**Your objective**
Pull out every line of the entries below that contains the string "shoe", and copy each one unchanged.

**Data section**
+++++

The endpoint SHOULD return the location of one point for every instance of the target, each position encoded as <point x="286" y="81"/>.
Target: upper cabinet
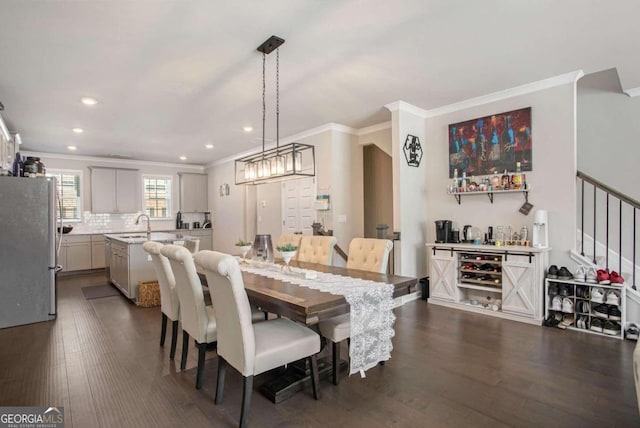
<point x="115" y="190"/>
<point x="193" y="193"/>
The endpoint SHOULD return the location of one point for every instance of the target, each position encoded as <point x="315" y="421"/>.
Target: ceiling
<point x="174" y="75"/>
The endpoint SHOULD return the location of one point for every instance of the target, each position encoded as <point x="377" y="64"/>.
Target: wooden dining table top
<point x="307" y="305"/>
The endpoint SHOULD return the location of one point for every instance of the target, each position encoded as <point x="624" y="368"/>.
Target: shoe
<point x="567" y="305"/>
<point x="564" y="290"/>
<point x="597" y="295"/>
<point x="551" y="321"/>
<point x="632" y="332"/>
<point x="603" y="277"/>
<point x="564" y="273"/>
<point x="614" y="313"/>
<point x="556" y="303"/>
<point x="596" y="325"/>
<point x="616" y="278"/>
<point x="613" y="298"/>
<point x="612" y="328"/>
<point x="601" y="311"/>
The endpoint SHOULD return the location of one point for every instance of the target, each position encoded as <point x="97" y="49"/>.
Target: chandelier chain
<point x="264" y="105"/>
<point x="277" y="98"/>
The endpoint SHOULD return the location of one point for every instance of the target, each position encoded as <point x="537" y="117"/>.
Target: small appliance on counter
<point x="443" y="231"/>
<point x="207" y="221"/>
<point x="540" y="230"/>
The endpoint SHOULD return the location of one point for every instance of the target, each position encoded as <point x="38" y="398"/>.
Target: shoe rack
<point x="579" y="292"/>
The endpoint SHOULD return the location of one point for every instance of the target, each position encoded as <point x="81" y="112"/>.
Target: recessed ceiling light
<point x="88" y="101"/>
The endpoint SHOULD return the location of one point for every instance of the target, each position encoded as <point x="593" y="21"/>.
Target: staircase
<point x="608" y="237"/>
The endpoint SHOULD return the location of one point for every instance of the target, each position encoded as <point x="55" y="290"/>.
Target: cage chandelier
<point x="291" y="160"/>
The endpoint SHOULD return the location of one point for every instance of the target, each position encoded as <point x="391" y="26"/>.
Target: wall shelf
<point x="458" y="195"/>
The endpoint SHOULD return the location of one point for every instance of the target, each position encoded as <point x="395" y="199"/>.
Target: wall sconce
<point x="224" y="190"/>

+++++

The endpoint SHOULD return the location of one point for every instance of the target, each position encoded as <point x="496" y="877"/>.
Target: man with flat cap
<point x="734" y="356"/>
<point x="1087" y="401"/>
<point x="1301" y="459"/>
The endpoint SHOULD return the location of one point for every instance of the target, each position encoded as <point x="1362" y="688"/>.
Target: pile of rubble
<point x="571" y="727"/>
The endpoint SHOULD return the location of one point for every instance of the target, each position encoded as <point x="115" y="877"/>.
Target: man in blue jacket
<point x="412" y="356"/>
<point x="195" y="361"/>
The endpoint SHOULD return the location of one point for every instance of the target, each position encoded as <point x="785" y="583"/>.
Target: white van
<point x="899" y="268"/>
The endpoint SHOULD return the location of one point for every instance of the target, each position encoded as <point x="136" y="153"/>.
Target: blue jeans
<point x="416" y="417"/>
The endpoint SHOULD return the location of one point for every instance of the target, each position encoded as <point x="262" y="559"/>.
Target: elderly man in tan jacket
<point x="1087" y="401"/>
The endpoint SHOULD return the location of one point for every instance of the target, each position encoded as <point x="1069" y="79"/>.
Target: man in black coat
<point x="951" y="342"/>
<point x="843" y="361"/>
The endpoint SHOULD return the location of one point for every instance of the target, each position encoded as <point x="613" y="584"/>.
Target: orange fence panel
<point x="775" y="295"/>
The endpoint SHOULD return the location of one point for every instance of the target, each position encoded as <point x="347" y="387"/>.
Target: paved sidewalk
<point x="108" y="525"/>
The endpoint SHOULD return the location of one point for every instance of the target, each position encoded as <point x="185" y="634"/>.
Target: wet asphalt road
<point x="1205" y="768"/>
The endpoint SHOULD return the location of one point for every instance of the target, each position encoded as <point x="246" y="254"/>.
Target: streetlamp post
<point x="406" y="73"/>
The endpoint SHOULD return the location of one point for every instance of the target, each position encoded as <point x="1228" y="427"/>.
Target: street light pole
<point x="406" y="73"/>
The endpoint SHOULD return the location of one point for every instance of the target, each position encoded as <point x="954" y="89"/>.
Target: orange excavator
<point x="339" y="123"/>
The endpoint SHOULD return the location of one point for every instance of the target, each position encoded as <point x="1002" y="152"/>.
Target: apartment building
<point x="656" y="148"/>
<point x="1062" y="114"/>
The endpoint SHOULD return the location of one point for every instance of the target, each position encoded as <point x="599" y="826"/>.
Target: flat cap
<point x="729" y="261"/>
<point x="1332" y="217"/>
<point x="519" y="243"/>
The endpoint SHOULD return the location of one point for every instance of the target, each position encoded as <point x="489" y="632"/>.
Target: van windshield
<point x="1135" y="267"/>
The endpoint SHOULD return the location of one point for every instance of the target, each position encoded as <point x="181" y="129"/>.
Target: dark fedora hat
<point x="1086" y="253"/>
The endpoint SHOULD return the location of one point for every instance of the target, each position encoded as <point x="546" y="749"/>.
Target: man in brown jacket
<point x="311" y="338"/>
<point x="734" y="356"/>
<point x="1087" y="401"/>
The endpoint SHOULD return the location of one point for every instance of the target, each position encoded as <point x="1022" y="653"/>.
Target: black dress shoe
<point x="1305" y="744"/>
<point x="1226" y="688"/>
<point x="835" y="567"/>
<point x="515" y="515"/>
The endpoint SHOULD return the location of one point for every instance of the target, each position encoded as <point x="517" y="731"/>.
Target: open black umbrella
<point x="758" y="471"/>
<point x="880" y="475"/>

+++++

**The completed task**
Target: shoe
Target: shoe rack
Target: black dress shoe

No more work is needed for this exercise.